*** Opening of Selected passage ***

“Amma, amma”, cried 3 year old Monis as a shard of glass hit him in the eye. He was not aware of how it happened, just that one minute he was playing and the next he felt excruciating pain in his left eye.
Saima ran outside fearing the worst as she heard her youngest child’s cry of pain. When she saw little Monis holding his hand tightly over his eye and a drop of blood falling out she almost fainted. Within seconds her mind became a reel of images of her beloved child either going blind or having a disfigured eye for life. She panicked and started shouting for help. Her elder daughter ran to their neighbor’s house; the neighbor’s son drove a rickshaw and luckily he was home and took them to the nearest hospital.
The emergency doctor examined Monis and reassured the worried mother that thankfully the shard of glass was not lodged in his eye. He prescribed eye drops and sent them home. Not quite satisfied, Saima closely monitored Monis over the next couple of days. It soon became apparent that something was amiss when Monis was unable to see faraway objects clearly. Over time the injury had turned into cataract. Seeing Monis become distant and quiet was devastating for the family. Monis’s father, Mohsin, worked as an office messenger in a factory and was already struggling to make both ends meet as he was the only bread earner for a family of six. He asked for a loan to take his son to a good ophthalmologist but his request was refused.

*** Close of Selected passage ***

# [Task list]
• 1. Name every person who is mentioned by name in the passage about Monis's eye injury.
• 2. Please carry on the passage about Monis's eye injury, starting after its final sentence.
The listing after this point isn't needed for this work.

*** Opening of Listed entries ***

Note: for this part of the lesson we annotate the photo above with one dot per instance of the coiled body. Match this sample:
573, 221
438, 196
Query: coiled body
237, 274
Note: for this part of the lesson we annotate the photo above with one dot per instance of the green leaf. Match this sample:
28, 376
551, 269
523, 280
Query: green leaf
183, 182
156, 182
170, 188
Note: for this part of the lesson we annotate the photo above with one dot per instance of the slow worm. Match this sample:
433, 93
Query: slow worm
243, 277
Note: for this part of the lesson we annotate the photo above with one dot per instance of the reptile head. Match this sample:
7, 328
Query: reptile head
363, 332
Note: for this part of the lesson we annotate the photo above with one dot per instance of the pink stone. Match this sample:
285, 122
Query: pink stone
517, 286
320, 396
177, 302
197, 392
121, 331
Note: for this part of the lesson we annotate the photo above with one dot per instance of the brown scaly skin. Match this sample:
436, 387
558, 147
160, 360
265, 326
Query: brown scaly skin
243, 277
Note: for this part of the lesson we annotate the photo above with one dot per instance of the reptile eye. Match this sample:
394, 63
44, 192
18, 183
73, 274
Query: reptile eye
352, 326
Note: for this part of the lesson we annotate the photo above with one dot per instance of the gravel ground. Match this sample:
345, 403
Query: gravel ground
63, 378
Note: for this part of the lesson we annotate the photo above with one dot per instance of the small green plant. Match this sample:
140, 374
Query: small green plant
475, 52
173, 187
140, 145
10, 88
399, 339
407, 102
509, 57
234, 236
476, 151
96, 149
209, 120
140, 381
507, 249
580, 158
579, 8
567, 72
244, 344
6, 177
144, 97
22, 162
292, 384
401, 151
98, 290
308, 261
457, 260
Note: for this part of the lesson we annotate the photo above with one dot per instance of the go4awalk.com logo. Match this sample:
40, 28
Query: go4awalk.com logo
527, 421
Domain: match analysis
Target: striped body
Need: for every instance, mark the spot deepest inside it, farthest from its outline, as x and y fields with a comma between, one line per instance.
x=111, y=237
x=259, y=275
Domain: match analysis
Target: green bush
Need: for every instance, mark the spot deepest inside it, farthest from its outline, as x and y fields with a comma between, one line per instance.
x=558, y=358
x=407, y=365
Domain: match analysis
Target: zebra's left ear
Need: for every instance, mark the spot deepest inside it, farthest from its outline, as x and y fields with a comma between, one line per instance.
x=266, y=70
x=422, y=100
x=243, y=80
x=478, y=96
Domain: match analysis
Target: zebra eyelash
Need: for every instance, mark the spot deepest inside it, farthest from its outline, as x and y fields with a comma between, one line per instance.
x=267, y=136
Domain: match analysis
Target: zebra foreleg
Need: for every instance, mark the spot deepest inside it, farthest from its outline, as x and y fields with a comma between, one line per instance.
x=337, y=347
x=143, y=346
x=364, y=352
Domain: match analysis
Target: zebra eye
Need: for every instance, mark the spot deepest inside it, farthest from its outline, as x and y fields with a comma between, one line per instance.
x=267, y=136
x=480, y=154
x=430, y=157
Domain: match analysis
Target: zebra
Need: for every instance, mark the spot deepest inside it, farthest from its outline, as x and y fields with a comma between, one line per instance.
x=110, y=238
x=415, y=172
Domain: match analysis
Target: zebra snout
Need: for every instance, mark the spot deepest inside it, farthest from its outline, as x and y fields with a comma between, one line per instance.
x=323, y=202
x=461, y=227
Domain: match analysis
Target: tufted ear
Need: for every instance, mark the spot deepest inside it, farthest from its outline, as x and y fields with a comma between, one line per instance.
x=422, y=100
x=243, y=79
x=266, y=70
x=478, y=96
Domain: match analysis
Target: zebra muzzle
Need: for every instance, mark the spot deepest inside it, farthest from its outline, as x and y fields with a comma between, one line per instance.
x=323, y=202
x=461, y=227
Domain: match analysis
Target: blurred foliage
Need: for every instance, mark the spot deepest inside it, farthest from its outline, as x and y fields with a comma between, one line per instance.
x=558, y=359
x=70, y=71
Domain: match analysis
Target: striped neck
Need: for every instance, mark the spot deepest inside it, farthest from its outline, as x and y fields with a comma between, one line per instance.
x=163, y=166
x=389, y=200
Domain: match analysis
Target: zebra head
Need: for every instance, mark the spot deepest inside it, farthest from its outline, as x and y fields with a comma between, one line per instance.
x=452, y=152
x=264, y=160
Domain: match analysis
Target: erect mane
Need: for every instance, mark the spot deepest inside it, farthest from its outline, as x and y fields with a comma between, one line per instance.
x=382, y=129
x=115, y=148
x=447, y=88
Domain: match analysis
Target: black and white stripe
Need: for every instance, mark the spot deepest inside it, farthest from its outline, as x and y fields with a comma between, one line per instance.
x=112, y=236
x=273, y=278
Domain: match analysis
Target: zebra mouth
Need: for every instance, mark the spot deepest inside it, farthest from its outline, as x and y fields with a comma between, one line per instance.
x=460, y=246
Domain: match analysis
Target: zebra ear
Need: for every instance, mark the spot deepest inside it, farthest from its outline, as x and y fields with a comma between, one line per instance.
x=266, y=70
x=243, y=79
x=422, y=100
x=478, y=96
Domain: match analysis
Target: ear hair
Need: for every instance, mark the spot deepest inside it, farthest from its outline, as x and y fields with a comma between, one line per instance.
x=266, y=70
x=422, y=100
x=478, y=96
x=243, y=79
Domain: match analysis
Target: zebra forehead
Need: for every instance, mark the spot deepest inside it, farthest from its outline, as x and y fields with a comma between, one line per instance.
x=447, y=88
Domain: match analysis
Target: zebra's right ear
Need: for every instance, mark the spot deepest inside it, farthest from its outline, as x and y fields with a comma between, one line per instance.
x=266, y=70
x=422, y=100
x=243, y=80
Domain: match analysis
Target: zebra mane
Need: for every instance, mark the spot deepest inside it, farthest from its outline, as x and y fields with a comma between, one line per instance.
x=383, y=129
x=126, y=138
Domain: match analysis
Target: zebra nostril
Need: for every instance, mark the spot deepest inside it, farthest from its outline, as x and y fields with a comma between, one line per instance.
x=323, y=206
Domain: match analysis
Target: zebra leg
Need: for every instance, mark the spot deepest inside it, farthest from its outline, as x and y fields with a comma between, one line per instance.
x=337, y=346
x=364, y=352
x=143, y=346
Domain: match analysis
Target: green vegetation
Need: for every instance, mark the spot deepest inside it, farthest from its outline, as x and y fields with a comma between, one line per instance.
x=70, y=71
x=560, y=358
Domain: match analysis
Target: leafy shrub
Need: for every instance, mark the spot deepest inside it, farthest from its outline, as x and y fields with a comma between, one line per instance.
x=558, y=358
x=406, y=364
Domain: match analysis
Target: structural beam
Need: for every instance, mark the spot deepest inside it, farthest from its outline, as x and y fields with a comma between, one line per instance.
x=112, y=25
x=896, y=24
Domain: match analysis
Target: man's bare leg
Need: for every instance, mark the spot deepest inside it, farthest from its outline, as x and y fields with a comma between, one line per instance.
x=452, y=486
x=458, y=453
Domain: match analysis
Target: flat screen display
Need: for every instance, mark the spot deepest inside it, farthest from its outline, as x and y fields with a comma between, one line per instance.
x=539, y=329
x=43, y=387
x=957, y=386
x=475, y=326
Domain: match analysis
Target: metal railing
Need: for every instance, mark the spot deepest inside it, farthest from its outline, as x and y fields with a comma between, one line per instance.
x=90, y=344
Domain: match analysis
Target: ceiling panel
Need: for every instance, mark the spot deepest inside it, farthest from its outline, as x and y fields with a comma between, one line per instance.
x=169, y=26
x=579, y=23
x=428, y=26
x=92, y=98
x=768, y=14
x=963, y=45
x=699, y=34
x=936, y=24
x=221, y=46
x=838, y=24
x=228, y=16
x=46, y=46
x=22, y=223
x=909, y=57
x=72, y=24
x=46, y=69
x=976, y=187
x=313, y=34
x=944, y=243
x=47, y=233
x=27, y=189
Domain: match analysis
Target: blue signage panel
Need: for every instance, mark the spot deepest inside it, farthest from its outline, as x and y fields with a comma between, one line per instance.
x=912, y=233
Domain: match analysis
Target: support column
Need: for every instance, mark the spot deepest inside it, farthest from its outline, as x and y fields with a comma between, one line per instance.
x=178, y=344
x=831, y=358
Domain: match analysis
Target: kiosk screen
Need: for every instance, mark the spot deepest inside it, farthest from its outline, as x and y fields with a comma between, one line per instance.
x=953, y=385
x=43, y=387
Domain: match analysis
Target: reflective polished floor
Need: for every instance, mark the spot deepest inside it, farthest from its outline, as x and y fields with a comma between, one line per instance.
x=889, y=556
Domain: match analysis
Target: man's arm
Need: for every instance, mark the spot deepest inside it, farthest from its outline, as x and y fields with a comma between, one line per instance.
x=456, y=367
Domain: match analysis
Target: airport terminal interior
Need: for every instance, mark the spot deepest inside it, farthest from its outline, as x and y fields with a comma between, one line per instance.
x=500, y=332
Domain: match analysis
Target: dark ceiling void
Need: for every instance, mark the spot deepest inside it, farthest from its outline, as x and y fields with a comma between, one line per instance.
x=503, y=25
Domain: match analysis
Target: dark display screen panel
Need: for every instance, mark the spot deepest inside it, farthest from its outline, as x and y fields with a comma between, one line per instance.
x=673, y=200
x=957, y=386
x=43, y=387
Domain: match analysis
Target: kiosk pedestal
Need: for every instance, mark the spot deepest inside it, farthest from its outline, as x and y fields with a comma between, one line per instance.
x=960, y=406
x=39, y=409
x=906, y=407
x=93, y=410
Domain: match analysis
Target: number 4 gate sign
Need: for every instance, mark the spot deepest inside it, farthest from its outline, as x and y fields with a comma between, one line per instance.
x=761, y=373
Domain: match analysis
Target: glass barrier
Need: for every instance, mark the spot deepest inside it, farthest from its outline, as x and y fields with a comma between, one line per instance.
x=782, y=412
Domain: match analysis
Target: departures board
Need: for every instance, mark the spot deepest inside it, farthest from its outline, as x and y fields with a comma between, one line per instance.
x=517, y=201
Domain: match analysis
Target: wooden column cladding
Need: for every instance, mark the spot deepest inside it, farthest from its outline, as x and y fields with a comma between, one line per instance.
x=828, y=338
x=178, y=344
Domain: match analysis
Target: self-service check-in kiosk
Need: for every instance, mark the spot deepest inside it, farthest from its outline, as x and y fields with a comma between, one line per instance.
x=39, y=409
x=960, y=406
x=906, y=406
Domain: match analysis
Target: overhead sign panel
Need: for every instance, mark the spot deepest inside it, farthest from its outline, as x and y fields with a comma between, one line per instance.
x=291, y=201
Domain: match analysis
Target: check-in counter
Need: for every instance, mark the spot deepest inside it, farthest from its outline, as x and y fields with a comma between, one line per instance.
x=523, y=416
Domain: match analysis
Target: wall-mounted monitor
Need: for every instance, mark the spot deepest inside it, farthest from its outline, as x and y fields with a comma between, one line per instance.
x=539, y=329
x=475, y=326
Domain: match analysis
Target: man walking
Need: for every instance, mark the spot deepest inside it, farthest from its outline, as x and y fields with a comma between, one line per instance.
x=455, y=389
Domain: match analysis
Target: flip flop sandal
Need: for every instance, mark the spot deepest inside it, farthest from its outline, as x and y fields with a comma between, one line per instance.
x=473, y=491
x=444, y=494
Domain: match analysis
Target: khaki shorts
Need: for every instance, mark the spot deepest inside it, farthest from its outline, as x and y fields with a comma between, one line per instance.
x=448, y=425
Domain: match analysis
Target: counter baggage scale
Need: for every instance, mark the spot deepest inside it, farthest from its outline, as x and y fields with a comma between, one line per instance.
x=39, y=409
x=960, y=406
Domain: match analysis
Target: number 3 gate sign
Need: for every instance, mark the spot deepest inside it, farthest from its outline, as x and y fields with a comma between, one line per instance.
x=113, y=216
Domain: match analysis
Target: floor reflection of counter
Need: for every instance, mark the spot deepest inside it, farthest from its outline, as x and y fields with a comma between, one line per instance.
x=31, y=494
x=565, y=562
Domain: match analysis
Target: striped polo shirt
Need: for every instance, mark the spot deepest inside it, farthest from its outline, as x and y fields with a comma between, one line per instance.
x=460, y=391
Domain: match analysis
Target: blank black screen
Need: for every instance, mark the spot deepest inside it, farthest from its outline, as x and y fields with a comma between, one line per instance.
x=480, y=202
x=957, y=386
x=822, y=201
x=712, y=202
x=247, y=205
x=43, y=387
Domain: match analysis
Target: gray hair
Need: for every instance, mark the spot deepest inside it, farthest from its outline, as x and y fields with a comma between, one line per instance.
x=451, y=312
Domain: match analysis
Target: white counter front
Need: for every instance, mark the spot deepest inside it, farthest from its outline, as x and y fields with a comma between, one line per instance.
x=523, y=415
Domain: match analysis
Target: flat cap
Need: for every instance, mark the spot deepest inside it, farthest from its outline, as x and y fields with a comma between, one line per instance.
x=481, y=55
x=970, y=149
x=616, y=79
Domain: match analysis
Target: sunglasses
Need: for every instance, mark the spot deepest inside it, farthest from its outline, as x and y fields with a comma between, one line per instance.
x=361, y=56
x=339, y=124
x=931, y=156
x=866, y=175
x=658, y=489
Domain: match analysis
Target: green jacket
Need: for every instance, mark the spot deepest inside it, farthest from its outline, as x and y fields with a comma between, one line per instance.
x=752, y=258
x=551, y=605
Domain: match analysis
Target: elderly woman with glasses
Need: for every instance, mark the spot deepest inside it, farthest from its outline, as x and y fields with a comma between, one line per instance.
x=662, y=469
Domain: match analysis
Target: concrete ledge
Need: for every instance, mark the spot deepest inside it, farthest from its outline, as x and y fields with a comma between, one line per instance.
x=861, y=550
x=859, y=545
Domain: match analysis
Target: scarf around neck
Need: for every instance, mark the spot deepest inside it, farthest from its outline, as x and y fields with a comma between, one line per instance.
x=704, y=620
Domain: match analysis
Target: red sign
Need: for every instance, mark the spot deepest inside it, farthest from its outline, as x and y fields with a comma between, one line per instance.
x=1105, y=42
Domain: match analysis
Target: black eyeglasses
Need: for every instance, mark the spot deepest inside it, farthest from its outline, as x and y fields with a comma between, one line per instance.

*** Close of Listed entries ***

# [Numbered answers]
• 1. Monis, Saima, Mohsin

• 2.
Due to his condition Monis, had to be withdrawn from preschool. The young child could not fathom why his life had changed so drastically, he used to beg his mother to let him go outside to play and often asked when his eyes would get better.
Mohsin could not bear the melancholic atmosphere that had befallen his previously lively home. He would get up at night daily to pray, something he had not done in a while, hoping for a miracle. Good news came a couple of weeks later when some relatives contributed whatever little they could for his treatment. Mohsin took his son for a checkup and the doctor diagnosed cataract in his left eye and high refractive error in his right one. The doctor told Mohsin to take the earliest possible date for surgery but seeing Mohsin’s crestfallen expression he knew something was amiss. Mohsin confided that they could not afford any such treatment and he was unable to hold back his tears.
The doctor having seen many such people who were deprived of care and would often spend their lives in darkness because they couldn’t afford treatment advised him to take Monis to LRBT. He assured Mohsin that his son would get quality care at no cost.
Monis was examined thoroughly in the pediatric department at LRBT’s largest hospital in Korangi. He had a successful surgery and the look of pure joy on his face when the bandage came off was a sight to behold. At his follow-up, Mohsin while waiting for their turn came to thank the staff at LRBT and said, “Seeing Monis playing with his brother and sister just like before fills my heart with unspeakable joy, my child came so close to being condemned to a life of darkness and misery, his future stolen from him. I cannot thank LRBT and its donors enough for enabling my son to see once again.”